►

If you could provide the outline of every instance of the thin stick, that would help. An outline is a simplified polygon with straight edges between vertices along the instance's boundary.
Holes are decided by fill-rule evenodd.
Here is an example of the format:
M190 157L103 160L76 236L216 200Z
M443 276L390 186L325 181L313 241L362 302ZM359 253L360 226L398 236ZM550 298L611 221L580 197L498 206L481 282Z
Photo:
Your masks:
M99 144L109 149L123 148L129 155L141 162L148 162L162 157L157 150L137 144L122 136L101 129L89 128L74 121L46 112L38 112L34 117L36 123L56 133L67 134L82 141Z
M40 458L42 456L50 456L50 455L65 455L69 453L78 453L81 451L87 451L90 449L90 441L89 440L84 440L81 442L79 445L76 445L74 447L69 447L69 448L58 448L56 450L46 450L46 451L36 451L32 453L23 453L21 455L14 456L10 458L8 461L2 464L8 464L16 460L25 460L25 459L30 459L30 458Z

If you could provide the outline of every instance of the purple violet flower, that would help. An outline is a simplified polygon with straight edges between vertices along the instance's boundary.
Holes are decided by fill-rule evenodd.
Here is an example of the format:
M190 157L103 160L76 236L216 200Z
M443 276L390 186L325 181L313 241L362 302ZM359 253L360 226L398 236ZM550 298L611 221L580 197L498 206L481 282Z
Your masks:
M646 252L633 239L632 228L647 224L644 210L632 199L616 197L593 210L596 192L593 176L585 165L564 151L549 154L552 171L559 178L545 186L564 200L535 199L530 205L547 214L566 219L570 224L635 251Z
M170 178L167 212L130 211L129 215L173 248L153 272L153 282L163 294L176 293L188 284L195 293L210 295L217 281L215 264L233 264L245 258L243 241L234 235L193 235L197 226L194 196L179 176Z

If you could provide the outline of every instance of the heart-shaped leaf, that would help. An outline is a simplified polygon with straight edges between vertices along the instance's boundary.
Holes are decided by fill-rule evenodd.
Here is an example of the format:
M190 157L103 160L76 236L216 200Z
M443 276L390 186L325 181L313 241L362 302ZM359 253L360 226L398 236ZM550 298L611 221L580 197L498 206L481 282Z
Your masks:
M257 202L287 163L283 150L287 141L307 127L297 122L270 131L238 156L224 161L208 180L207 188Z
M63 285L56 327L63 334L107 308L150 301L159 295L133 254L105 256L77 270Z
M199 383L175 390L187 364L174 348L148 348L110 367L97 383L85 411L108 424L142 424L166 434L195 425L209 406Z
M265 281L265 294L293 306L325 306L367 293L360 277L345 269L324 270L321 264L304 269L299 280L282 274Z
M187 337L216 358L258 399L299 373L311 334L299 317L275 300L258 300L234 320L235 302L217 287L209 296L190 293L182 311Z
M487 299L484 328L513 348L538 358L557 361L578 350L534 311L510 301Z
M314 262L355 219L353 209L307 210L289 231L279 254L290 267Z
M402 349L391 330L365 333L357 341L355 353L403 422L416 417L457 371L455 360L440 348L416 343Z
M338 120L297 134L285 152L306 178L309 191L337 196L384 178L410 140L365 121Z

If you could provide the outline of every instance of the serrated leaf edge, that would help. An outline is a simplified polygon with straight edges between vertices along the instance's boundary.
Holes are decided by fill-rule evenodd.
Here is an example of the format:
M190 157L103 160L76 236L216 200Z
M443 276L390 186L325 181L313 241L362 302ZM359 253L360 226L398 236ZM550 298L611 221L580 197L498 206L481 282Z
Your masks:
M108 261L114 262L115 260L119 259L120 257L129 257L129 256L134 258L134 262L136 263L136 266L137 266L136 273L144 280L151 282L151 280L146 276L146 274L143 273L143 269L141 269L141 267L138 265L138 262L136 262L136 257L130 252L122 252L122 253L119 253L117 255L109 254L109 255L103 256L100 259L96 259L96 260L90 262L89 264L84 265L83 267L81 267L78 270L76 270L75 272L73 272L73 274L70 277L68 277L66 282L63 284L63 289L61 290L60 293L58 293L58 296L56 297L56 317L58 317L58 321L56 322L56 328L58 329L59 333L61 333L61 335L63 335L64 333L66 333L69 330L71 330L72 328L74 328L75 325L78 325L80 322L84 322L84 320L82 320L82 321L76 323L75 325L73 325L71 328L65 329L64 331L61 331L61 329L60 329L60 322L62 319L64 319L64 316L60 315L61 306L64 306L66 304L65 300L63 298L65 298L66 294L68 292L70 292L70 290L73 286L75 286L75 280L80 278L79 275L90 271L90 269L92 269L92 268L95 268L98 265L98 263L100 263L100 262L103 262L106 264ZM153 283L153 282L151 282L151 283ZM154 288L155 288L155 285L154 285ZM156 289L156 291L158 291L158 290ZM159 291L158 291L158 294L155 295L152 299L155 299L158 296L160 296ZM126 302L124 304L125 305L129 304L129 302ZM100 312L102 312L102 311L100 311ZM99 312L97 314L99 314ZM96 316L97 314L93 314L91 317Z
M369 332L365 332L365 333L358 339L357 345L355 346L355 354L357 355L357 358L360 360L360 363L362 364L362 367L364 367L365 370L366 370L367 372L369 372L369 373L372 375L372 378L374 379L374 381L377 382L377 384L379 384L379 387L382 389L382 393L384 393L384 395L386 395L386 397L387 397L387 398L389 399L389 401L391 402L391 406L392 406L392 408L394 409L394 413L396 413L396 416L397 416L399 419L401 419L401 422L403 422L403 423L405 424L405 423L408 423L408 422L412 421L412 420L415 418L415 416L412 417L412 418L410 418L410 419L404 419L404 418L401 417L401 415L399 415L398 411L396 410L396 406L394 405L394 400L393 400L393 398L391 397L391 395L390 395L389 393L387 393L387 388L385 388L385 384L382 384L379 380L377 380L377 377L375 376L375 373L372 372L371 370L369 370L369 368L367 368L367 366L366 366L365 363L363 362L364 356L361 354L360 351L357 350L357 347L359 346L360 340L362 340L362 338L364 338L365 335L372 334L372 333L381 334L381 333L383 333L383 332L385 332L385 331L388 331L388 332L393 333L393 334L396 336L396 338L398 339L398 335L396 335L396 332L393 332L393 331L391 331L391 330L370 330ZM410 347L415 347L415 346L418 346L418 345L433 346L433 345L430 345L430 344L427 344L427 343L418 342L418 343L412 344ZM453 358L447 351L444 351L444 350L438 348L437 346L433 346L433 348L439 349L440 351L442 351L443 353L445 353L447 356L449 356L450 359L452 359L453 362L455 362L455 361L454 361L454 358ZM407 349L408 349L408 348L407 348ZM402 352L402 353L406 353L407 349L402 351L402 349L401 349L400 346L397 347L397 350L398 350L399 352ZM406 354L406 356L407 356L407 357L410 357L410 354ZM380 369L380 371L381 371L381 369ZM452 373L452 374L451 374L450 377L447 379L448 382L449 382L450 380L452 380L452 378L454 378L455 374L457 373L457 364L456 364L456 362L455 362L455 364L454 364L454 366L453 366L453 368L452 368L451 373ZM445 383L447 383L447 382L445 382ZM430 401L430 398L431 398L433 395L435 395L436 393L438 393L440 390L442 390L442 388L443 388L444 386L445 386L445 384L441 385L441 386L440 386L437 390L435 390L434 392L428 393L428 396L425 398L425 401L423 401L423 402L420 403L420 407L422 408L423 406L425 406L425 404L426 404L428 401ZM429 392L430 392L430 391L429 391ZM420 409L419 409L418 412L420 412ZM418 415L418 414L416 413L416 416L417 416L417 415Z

◄
►

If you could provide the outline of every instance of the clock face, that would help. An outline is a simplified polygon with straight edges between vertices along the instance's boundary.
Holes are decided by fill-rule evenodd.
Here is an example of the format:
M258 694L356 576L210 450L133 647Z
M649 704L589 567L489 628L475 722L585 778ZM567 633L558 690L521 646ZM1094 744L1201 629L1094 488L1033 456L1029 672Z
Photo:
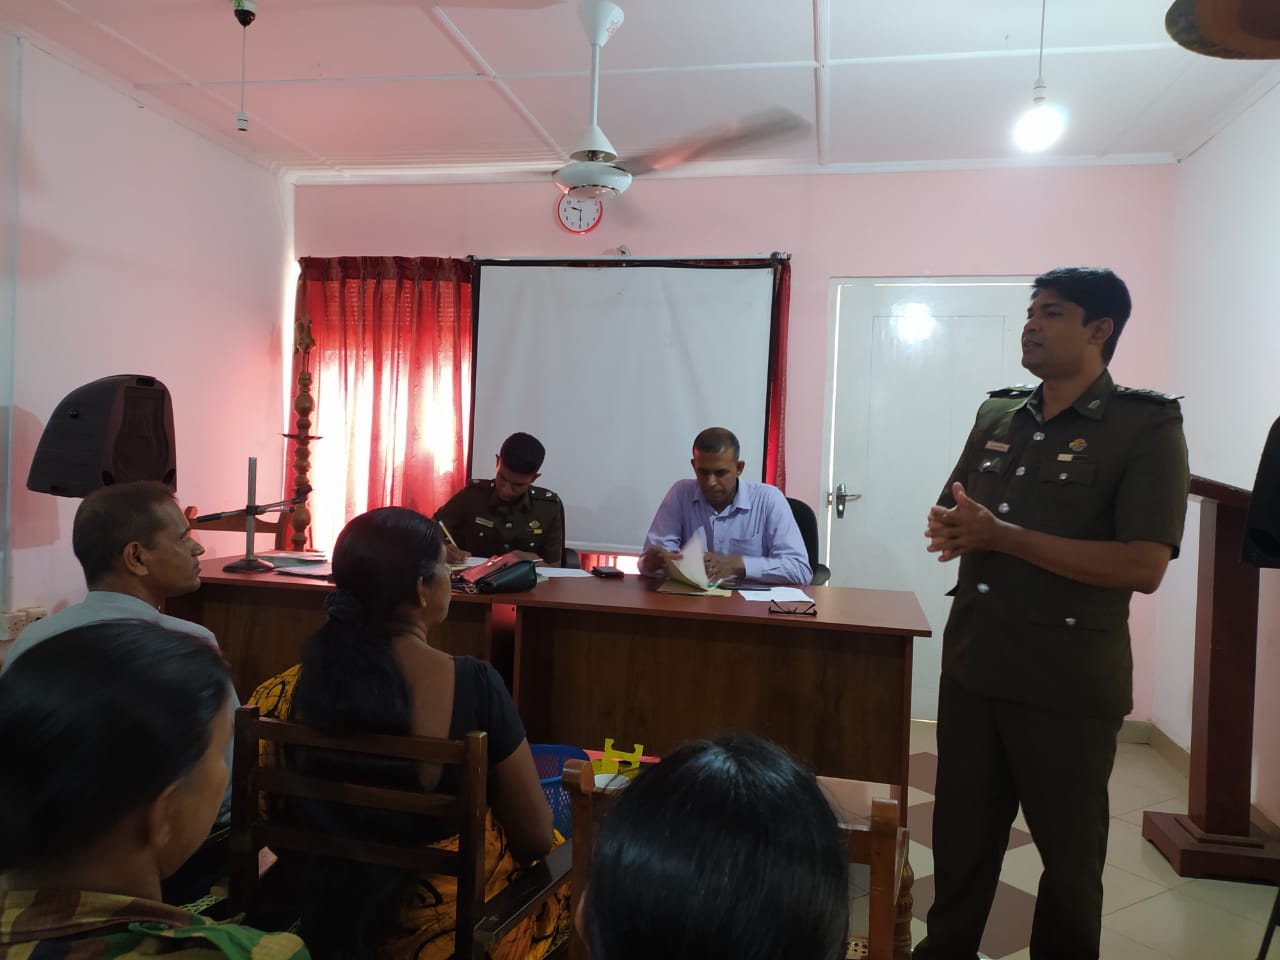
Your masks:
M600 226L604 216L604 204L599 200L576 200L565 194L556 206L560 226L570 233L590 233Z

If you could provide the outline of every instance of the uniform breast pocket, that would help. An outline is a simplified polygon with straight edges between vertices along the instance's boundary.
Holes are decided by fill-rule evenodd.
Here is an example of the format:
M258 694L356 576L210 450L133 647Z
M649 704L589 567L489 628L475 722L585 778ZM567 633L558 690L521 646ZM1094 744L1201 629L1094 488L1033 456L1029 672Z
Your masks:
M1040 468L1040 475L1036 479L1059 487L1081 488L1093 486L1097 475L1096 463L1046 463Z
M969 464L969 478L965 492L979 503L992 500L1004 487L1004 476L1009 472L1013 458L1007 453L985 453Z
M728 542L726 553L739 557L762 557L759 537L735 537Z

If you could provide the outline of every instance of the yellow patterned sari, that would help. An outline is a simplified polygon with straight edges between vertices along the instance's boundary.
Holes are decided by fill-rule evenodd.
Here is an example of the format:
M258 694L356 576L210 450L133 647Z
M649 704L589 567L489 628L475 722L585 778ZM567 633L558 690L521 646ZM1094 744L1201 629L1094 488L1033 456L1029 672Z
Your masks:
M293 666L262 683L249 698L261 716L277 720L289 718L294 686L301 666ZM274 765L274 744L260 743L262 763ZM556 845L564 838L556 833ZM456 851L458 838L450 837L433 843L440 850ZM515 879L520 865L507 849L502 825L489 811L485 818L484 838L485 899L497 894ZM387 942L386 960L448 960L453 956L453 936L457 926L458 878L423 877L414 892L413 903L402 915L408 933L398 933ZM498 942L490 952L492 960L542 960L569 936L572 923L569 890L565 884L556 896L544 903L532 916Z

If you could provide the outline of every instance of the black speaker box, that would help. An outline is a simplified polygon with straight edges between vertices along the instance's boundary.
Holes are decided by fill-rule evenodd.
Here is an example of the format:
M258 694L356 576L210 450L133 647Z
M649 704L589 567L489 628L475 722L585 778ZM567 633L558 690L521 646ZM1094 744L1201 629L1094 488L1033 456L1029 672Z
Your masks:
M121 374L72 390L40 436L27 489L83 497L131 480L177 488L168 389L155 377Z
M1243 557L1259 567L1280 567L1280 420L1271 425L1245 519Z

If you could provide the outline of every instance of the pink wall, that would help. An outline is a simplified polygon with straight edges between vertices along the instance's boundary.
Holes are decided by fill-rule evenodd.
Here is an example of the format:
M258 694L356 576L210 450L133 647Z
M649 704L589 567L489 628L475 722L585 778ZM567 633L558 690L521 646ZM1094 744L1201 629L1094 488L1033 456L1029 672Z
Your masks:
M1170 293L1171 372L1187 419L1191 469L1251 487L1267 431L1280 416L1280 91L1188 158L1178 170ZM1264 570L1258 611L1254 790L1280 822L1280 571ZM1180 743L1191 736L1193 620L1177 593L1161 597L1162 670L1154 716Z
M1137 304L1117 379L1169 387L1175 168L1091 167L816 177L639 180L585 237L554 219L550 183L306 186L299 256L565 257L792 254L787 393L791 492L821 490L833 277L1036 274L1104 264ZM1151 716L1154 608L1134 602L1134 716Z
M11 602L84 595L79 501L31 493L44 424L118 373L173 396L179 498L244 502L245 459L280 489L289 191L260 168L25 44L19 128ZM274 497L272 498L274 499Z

◄

### Instructions for the task
Output the material above exactly, but only from the line that carries "of the thin" through the line that carries "of the purple".

### Exercise solution
If you could provide the outline of every instance of the thin stick, that would help. An outline is a simplified polygon with straight edges between vertices along the instance's boundary.
Holes are decided by fill-rule evenodd.
Here is an example of the format:
M190 157L103 160L76 236L216 200Z
M443 276L390 186L325 181L313 241L362 302ZM359 253L360 226L398 236ZM550 298L611 221L580 197L498 206L481 282Z
Photo:
Your masks:
M99 144L109 149L123 148L129 155L141 162L148 162L162 157L157 150L137 144L122 136L101 129L89 128L74 121L46 112L38 112L34 117L36 123L56 133L67 134L82 141Z
M40 458L42 456L50 456L50 455L65 455L69 453L78 453L81 451L87 451L90 449L90 441L89 440L84 440L81 442L79 445L76 445L74 447L69 447L69 448L58 448L56 450L46 450L46 451L36 451L32 453L23 453L21 455L14 456L10 458L8 461L2 464L8 464L16 460L25 460L25 459L30 459L30 458Z

If you could provide the outline of every instance of the purple violet flower, that would help. An outline is a simplified polygon with straight edges between vertices along the instance's boundary.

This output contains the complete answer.